Multiple lawsuits and legal challenges have been raised ever since US President Donald Trump imposed the additional $100,000 fee on new H-1B visa applications. A US appeals court has now seemingly backed the opposition to the MAGA leader’s crackdown targeting a nonimmigrant visa program that allows American employers, especially technology companies, to hire high-skilled foreign workers.
On Monday (US time), a US appeals court agreed to fast track an appeal by US business and research groups that seeks to challenge the recently imposed $100,000 fee on the work visa category ahead of the annual H-1B visa lottery scheduled to commence in March, as per Reuters.
As previously reported, a follow-up regulation by the US Department of Homeland Security will replace the random lottery with a wage-weighted selection process that will give preference to higher-skilled and higher-paid international workers. This particular rule will be effective February 27, 2026.
US court to expedite H-1B visa fee-related appeal
The US appeals court’s decision came after the world’s largest business organisation, the US Chamber of Commerce, pushed for a faster review of the issue, while arguing for the need to protect employers’ rights.
It particularly asked for the process to be expedited so that the proceedings could wrap up ahead of the usually March-scheduled H-1B visa lottery. “Those employers’ ability to participate in the H-1B program this year therefore hinges on the outcome of this appeal; without relief by March, it will be too late,” the Chamber of Commerce said in court papers filed on Friday, as quoted by Reuters.

_Set problem 1_
Return, unchanged, the stretch of rows below from the line containing "Put a dot on each instance of the building window" through the end of the rows.

_Working data_
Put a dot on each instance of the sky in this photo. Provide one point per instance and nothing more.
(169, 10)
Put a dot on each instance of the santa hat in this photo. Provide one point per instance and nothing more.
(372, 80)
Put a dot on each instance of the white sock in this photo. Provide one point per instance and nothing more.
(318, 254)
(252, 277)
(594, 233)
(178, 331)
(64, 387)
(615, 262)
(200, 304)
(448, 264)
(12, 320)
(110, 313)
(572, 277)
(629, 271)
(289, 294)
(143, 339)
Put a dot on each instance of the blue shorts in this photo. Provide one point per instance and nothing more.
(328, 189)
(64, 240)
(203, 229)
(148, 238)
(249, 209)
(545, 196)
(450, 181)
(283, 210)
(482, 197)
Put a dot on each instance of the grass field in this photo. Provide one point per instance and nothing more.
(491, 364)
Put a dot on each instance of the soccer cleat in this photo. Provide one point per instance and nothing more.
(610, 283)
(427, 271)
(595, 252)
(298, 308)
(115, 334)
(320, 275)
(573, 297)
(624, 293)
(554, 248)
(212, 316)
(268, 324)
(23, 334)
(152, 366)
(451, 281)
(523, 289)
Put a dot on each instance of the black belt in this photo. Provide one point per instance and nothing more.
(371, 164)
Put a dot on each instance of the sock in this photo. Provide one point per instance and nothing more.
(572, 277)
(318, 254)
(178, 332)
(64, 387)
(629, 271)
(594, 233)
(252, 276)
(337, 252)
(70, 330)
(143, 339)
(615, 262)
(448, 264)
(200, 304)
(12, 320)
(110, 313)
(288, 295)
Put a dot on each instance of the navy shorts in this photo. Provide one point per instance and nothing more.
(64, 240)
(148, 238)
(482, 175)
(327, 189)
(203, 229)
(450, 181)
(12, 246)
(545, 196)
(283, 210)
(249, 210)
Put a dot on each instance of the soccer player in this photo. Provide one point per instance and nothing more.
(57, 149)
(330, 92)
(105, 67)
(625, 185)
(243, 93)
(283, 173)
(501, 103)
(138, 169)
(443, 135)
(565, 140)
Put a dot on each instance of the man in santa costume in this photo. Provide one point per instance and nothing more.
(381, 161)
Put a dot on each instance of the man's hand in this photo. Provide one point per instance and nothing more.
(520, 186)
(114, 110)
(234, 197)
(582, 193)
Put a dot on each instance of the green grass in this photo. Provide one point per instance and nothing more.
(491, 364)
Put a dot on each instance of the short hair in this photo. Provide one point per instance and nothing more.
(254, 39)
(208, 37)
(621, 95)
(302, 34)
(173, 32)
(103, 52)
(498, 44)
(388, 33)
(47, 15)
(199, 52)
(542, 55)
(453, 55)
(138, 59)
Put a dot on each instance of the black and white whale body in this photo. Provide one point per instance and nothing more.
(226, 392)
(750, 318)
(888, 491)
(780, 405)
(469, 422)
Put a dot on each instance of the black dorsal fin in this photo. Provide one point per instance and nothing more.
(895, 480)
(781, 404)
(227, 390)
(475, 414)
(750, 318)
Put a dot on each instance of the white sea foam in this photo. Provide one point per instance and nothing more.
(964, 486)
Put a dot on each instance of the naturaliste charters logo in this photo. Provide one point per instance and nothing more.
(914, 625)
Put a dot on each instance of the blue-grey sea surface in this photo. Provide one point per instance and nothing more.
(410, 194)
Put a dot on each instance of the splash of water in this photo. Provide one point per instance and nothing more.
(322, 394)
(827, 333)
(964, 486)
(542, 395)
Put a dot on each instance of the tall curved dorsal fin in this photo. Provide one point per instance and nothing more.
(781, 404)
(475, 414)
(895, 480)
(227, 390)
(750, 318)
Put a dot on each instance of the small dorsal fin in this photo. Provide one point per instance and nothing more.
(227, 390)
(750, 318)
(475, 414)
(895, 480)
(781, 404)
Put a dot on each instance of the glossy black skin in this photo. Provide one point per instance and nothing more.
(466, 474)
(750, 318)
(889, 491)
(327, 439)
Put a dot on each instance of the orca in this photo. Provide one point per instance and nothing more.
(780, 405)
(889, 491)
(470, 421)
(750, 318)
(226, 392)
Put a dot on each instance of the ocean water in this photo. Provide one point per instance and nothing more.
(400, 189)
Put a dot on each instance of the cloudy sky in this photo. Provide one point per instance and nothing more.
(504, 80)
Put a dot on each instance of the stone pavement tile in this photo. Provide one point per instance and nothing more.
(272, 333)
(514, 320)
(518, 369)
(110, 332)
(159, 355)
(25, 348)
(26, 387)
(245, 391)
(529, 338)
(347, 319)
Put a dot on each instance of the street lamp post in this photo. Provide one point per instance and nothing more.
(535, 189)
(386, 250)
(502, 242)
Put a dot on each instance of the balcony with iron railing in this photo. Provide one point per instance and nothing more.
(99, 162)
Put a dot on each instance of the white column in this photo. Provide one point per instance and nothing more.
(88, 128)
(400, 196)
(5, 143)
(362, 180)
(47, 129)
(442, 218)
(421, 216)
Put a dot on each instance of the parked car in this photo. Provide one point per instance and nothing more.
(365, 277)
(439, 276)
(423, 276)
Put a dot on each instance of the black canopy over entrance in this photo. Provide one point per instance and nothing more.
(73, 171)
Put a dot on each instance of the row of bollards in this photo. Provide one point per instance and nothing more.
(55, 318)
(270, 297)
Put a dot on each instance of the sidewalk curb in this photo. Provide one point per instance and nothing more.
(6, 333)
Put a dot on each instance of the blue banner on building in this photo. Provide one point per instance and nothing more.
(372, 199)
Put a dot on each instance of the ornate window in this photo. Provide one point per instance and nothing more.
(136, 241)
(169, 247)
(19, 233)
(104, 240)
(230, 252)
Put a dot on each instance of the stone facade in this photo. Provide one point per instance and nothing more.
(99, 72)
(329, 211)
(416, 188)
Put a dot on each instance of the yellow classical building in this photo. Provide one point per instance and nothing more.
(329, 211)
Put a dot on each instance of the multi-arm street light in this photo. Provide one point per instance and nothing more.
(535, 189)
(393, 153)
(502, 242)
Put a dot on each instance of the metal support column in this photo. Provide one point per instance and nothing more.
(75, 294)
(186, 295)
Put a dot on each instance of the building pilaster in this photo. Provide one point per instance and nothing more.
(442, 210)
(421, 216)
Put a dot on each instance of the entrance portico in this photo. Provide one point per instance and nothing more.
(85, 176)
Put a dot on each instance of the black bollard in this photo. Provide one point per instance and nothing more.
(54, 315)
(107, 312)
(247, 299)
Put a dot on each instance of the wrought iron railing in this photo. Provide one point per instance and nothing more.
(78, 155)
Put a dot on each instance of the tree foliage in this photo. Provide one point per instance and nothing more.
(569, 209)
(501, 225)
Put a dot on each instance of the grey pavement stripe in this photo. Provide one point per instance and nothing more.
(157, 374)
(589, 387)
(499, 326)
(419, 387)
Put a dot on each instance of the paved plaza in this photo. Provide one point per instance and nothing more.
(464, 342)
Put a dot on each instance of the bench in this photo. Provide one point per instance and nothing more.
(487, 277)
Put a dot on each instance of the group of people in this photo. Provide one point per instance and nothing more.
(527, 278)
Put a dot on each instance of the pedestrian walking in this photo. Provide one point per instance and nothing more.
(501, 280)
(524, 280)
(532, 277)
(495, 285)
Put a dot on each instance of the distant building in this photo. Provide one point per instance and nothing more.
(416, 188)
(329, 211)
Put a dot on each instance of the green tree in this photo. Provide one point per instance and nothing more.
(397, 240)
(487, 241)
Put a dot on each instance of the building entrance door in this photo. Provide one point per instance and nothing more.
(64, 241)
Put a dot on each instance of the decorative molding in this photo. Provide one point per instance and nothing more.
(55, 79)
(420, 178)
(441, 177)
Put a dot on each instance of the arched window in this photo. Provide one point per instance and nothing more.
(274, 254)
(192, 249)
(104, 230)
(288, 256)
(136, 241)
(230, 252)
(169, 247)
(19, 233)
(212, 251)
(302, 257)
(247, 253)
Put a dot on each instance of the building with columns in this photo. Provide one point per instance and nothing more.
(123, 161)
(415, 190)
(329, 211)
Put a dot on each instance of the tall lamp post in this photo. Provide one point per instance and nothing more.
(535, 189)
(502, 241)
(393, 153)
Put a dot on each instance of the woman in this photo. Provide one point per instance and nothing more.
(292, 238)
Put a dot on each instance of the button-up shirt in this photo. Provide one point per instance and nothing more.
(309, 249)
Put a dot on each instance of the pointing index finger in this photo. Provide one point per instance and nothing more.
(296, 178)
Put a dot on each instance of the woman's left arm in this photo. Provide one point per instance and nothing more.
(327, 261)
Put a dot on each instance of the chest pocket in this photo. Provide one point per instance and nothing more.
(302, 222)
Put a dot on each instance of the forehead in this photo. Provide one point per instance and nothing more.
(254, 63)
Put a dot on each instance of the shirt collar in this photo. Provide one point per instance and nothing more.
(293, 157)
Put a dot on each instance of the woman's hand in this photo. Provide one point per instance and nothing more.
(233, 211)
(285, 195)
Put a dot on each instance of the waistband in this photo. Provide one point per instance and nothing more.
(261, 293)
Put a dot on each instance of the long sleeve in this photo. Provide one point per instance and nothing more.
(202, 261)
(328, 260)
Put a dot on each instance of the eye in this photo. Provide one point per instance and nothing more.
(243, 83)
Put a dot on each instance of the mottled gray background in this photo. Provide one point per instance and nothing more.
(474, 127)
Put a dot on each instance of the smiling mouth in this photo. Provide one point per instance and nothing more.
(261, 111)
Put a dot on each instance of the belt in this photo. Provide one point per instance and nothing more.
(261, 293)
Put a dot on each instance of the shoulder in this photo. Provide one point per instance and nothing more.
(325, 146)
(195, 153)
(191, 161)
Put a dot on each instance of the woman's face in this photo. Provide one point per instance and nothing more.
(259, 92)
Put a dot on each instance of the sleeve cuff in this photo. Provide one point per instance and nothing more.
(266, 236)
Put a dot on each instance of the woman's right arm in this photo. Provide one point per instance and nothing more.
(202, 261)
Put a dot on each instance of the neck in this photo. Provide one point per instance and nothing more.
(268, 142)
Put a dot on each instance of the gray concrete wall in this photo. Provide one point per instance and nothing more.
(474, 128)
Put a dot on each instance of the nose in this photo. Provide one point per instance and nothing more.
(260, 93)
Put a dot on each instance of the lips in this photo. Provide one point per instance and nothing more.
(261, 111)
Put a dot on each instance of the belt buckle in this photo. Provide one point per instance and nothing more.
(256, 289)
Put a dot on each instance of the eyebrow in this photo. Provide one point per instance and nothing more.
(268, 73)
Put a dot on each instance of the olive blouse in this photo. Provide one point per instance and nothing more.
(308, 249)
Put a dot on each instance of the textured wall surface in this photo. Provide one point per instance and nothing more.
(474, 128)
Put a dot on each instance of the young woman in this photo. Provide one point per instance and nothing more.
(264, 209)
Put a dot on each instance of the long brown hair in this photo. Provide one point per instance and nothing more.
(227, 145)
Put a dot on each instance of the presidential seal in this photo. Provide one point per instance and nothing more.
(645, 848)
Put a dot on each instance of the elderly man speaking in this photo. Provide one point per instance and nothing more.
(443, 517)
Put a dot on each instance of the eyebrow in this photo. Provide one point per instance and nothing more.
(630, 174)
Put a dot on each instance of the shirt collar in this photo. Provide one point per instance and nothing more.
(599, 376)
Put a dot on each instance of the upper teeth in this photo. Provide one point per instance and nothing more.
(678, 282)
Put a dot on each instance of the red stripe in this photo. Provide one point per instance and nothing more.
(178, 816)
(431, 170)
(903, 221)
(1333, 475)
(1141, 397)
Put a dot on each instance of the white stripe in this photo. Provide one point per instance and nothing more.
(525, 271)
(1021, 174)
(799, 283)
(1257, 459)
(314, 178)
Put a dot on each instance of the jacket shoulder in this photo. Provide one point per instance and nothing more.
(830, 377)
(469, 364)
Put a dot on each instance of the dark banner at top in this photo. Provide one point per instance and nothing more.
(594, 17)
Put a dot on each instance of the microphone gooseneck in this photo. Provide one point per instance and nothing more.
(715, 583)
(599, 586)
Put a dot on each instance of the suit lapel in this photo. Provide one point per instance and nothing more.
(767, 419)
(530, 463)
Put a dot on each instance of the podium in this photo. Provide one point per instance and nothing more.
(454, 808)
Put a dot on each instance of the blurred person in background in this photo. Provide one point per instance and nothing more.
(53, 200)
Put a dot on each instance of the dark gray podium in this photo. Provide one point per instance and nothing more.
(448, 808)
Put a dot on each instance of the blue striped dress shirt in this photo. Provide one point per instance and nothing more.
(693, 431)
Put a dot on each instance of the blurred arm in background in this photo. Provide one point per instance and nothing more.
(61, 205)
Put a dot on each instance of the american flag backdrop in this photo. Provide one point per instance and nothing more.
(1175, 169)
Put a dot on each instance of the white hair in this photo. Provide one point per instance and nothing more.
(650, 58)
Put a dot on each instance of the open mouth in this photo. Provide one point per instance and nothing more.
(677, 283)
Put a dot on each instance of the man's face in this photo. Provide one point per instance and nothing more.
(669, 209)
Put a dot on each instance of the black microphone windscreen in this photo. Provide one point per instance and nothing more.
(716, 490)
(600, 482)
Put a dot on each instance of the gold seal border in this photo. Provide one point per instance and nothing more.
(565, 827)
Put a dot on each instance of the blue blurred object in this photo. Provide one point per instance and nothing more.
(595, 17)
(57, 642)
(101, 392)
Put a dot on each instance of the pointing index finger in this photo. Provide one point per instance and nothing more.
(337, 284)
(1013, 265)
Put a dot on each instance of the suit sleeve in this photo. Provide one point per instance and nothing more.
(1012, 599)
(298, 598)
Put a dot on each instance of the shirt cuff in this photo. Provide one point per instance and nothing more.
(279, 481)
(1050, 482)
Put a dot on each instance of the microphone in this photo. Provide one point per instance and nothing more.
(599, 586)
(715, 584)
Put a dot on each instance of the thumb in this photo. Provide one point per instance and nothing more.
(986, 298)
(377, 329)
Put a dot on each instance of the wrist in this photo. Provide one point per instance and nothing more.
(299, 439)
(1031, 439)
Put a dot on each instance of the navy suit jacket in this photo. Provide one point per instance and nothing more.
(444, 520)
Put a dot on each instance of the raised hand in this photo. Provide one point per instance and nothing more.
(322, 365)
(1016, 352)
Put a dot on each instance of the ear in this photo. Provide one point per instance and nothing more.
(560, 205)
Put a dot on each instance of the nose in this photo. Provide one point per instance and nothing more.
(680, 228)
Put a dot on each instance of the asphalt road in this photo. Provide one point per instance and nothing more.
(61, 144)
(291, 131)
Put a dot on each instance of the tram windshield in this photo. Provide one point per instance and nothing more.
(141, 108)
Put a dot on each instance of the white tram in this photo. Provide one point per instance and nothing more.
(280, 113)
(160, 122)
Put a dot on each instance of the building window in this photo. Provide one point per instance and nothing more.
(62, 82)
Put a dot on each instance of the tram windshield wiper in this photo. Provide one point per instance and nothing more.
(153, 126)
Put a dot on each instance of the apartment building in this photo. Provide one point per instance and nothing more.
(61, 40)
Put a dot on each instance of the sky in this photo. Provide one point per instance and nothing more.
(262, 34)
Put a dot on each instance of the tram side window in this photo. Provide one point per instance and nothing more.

_Set problem 2_
Retype the stretch of the H-1B visa fee article from "Multiple lawsuits and" through "high-skilled foreign workers." word for word.

_Written answer 1_
Put a dot on each instance of the building window in this photo. Provide one point per instance and nothing more.
(62, 82)
Put a dot on each instance of the tram windshield wiper in this photo. Provide one point per instance and nothing more.
(153, 126)
Put a dot on each instance of the apartment building in this photo. Provide one point per instance and nothing more.
(61, 40)
Put a dot on each instance of the sky in this photo. Provide one point per instance and nothing more.
(262, 34)
Put a dot on each instance of the tram side window in this photo. Provide one point per instance and nothing more.

_Written answer 2_
Multiple lawsuits and legal challenges have been raised ever since US President Donald Trump imposed the additional $100,000 fee on new H-1B visa applications. A US appeals court has now seemingly backed the opposition to the MAGA leader’s crackdown targeting a nonimmigrant visa program that allows American employers, especially technology companies, to hire high-skilled foreign workers.